### GIVEN RECORDS

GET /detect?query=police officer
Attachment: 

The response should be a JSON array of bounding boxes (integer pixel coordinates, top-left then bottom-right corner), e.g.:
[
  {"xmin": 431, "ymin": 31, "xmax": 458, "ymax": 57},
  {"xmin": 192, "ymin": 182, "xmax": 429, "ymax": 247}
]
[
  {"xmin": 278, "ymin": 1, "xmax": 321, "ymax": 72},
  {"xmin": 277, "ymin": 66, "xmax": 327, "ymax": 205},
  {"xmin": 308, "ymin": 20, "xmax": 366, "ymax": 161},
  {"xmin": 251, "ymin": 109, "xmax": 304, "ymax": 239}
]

### WORK TASK
Please give back the listing in full; each line must match exactly.

### SOLUTION TO THIS TASK
GET /detect?query=police officer
Attachment: 

The response should be a JSON array of bounding boxes (integer pixel coordinates, top-left then bottom-right corner), e.g.:
[
  {"xmin": 431, "ymin": 31, "xmax": 458, "ymax": 57},
  {"xmin": 192, "ymin": 182, "xmax": 429, "ymax": 247}
]
[
  {"xmin": 278, "ymin": 1, "xmax": 321, "ymax": 72},
  {"xmin": 277, "ymin": 66, "xmax": 327, "ymax": 205},
  {"xmin": 308, "ymin": 20, "xmax": 366, "ymax": 161},
  {"xmin": 251, "ymin": 109, "xmax": 304, "ymax": 239}
]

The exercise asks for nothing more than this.